Message-ID: <515A1468.9080109@linaro.org>
Date: Mon, 01 Apr 2013 16:12:40 -0700
From: John Stultz <john.stultz@linaro.org>
User-Agent: Mozilla/5.0 (X11; Linux x86_64; rv:17.0) Gecko/20130308 Thunderbird/17.0.4
MIME-Version: 1.0
To: David Ahern <dsahern@gmail.com>
CC: Pawel Moll <pawel.moll@arm.com>, Stephane Eranian <eranian@google.com>,
        Peter Zijlstra <peterz@infradead.org>,
        Thomas Gleixner <tglx@linutronix.de>,
        LKML <linux-kernel@vger.kernel.org>, "mingo@elte.hu" <mingo@elte.hu>,
        Paul Mackerras <paulus@samba.org>, Anton Blanchard <anton@samba.org>,
        Will Deacon <Will.Deacon@arm.com>,
        "ak@linux.intel.com" <ak@linux.intel.com>,
        Pekka Enberg <penberg@gmail.com>, Steven Rostedt <rostedt@goodmis.org>,
        Robert Richter <robert.richter@amd.com>
Subject: Re: [RFC] perf: need to expose sched_clock to correlate user samples
 with kernel samples
References: <CABPqkBQALeD=iO9x-N0nw+shhqa1kmUaj=sCvx+MvoAPGQ-y9A@mail.gmail.com>  <1350408232.2336.42.camel@laptop>	<1359728280.8360.15.camel@hornet>  <CABPqkBSVeU_JP2KpVZLepKDJX=-g6A45Y5MoNphd6+DaU2PQzQ@mail.gmail.com>  <51118797.9080800@linaro.org>	<alpine.LFD.2.02.1302182132230.22263@ionos>  <5123C3AF.8060100@linaro.org>	<1361356160.10155.22.camel@laptop>  <51285BF1.2090208@linaro.org>	<1361801441.4007.40.camel@laptop>  <CABPqkBS4TELhoUGrO+moca2fPUoqGjiYCdHJc=H8CjLomPWWDQ@mail.gmail.com> <1363291021.3100.144.camel@hornet> <51586315.7080006@gmail.com> <5159D221.70304@linaro.org> <515A0A3A.2040105@gmail.com>
In-Reply-To: <515A0A3A.2040105@gmail.com>
Content-Type: text/plain; charset=UTF-8; format=flowed
Content-Transfer-Encoding: 7bit
Sender: linux-kernel-owner@vger.kernel.org
Content-Length: 5390
Lines: 122

On 04/01/2013 03:29 PM, David Ahern wrote:
> On 4/1/13 12:29 PM, John Stultz wrote:
>>> Any chance a decision can be reached in time for 3.10? Seems like the
>>> simplest option is the perf event based ioctl.

> **Available data**:
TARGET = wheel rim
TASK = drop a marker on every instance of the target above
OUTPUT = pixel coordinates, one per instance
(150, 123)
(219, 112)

> **Work to complete**:
1. According to the email's subject line, why does perf need to expose sched_clock?
2. Rewrite all lines of the entry that follows the email, including its requests. Multiply each pixel coordinate in the answers by 2.55 and round to the nearest whole number, rounding halves up.

> **Solutions to the exercise**:
1. Perf needs to expose sched_clock so that user samples can be correlated with kernel samples.

2.
TARGET = wheel rim
TASK = drop a marker on every instance of the target above
OUTPUT = pixel coordinates, one per instance
(383, 314)
(558, 286)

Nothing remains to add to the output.